(Pointing dataset records)
# # # # #
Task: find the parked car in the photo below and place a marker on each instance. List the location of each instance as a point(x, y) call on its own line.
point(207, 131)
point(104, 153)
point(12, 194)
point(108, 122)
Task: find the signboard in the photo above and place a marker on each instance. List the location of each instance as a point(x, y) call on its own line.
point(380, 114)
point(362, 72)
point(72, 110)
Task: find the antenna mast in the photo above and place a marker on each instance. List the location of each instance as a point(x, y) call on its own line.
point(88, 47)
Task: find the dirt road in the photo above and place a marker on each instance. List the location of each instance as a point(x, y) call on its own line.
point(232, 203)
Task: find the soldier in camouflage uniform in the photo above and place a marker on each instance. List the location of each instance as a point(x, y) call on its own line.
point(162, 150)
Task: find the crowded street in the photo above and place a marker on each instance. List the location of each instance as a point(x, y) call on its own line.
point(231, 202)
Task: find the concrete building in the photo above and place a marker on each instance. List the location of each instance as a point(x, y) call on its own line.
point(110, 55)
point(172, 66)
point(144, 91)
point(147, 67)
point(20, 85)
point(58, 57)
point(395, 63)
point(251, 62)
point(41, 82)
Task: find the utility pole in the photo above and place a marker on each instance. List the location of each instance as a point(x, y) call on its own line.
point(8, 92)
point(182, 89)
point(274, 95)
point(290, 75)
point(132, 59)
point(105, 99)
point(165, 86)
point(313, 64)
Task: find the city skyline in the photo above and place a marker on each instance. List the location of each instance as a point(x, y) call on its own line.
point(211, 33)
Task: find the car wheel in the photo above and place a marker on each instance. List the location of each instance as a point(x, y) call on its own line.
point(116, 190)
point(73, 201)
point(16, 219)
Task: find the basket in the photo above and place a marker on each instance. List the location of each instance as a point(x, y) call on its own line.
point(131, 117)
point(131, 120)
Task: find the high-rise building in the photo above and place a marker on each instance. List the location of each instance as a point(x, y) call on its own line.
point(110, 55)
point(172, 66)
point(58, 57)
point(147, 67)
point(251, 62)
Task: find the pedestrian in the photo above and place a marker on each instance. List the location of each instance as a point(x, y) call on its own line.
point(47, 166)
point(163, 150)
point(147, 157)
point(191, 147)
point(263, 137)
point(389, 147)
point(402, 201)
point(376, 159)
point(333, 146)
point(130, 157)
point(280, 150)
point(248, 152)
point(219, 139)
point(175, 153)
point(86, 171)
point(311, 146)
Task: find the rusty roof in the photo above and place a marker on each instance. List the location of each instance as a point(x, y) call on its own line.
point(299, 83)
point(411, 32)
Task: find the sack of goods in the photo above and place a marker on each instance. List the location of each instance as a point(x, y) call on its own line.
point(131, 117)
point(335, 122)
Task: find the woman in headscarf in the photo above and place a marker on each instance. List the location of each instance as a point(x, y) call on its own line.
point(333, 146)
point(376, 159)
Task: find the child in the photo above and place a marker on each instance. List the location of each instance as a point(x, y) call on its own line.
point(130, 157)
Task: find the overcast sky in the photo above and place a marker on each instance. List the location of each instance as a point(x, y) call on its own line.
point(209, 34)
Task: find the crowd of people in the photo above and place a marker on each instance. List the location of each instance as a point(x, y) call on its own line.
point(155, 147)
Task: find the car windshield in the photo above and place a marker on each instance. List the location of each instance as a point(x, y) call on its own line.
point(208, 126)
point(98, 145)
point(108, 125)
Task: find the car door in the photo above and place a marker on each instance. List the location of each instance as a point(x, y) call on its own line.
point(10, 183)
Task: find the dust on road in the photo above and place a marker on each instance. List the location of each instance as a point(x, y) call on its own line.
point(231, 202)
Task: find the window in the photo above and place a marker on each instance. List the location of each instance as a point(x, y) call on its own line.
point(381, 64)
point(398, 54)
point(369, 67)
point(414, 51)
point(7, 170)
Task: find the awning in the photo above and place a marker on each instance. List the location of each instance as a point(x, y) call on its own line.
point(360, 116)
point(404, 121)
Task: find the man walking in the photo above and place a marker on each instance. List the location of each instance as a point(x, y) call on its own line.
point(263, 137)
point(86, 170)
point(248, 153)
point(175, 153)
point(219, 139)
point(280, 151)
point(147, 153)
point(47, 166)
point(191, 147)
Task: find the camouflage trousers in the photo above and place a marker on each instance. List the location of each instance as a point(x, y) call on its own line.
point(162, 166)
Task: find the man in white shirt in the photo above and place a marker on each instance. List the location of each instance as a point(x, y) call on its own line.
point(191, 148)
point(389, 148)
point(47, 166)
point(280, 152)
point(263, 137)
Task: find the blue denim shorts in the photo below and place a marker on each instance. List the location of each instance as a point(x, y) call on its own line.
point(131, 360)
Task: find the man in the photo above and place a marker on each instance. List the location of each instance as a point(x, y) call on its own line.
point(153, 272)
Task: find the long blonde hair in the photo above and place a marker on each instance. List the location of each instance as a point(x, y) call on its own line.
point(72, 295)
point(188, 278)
# # # # #
— AIM —
Output every one of the records above verbatim, line for line, without any change.

— THE REPLY —
Task: find the parked car in the photo below and place a marker on each instance. List the location of each instance as a point(x, y) call on its own line.
point(207, 131)
point(104, 153)
point(12, 194)
point(108, 122)
Task: find the signboard in the photo above and place a marker on each instance. List the location of each instance as a point(x, y) call on its own line.
point(380, 114)
point(362, 72)
point(72, 110)
Task: find the antenna mast in the photo above and place a marker on each instance. List the location of each instance as a point(x, y) call on its own line.
point(88, 47)
Task: find the dirt road in the photo above and place a marker on each instance. List the location of each instance as a point(x, y) call on its own line.
point(232, 203)
Task: find the soldier in camouflage uniform in the photo above and place a marker on each instance. List the location of each instance as a point(x, y) call on its own line.
point(162, 150)
Task: find the crowded street in the photo above and place a marker on each instance. List the location of each instance as a point(x, y) call on its own line.
point(231, 202)
Task: find the concrete building in the photo above and place a marker on each instance. List the location of each instance as a point(x, y) call on its own line.
point(110, 55)
point(172, 66)
point(144, 91)
point(147, 67)
point(20, 85)
point(58, 57)
point(395, 63)
point(251, 62)
point(41, 82)
Task: find the utility pole in the photo above and place a marker on each instance. List the location of each instance as a point(x, y) call on its own line.
point(8, 92)
point(182, 89)
point(274, 95)
point(290, 75)
point(132, 59)
point(105, 99)
point(165, 86)
point(313, 64)
Task: find the city skyline in the photo above and place a marker on each instance. List the location of each instance as a point(x, y) call on its own line.
point(211, 33)
Task: find the car wheel in the photo above and place a marker on each instance. List the location of each instance as a point(x, y) call on its own line.
point(116, 190)
point(73, 201)
point(16, 219)
Task: find the basket in the photo above and place a marker on each instance. List the location of each instance as a point(x, y) call on its own line.
point(131, 117)
point(131, 120)
Task: find the high-rise building in the photo above and place a marker on each instance. List the location of each instance as a point(x, y) call on its own line.
point(110, 55)
point(172, 66)
point(58, 57)
point(147, 67)
point(251, 62)
Task: find the pedestrian in the photo above and place a marker on each instance. List the location of each instance as a point(x, y) call on its own line.
point(47, 166)
point(163, 150)
point(147, 157)
point(191, 147)
point(263, 137)
point(389, 147)
point(402, 201)
point(376, 159)
point(333, 146)
point(130, 157)
point(280, 150)
point(248, 152)
point(219, 139)
point(175, 153)
point(86, 171)
point(311, 146)
Task: find the rusty roof in the photo above and place a marker on each instance. List the location of each instance as a point(x, y) call on its own line.
point(299, 83)
point(411, 32)
Task: find the sack of goods in the photo above and place a marker on each instance. List the location of each instance as a point(x, y) call on its own line.
point(131, 117)
point(335, 122)
Task: find the woman in headscarf in the photo above and place a marker on each instance. List the location of each instance as a point(x, y) call on its own line.
point(333, 146)
point(376, 159)
Task: find the child in the photo above and place a marker on each instance. List the location of each instance as a point(x, y) call on its own line.
point(130, 157)
Task: find the overcast sky in the photo above and place a marker on each instance. List the location of each instance as a point(x, y) call on its own line.
point(209, 34)
Task: find the crowd of people in the photo above and place a marker on each instance. List the location of each instance as a point(x, y) call on its own line.
point(155, 147)
Task: find the car windshield in the photo above and place a marker on each instance. List the location of each instance as a point(x, y) call on its own line.
point(208, 126)
point(98, 145)
point(108, 125)
Task: find the car door in the photo above and place a marker on each instance. List the location of each instance as a point(x, y) call on its own line.
point(10, 183)
Task: find the dust on road in the photo above and place a marker on each instance. List the location of each instance as a point(x, y) call on its own line.
point(231, 202)
Task: find the window in the photo above and place a marker on each instance. List the location of each instance as a point(x, y) call on its own line.
point(381, 64)
point(398, 54)
point(369, 67)
point(414, 51)
point(7, 170)
Task: find the awning in the photo above and place a marker on each instance. List the location of each instance as a point(x, y) call on its own line.
point(360, 116)
point(404, 121)
Task: find the man walking in the photo above and place a marker on each instance. List the location of each instance as a point(x, y) call on its own line.
point(263, 137)
point(86, 170)
point(248, 153)
point(175, 153)
point(219, 139)
point(280, 151)
point(147, 153)
point(47, 166)
point(191, 147)
Task: find the camouflage trousers in the photo above and place a marker on each instance. List the location of each instance as a point(x, y) call on its own line.
point(162, 166)
Task: find the man in white shirt in the photo above and place a marker on each instance. List the location of each instance as a point(x, y) call on its own line.
point(191, 148)
point(389, 148)
point(47, 166)
point(280, 152)
point(263, 137)
Task: find the blue denim shorts in the photo below and place a marker on each instance. List the location of each instance as a point(x, y) call on its own line.
point(131, 360)
Task: find the man in the photo above and place a marker on each instance. List the location of each instance as a point(x, y) call on its own line.
point(153, 272)
Task: find the long blonde hair in the photo above and place a marker on each instance. List the location of each instance as a point(x, y) call on its own line.
point(72, 295)
point(188, 278)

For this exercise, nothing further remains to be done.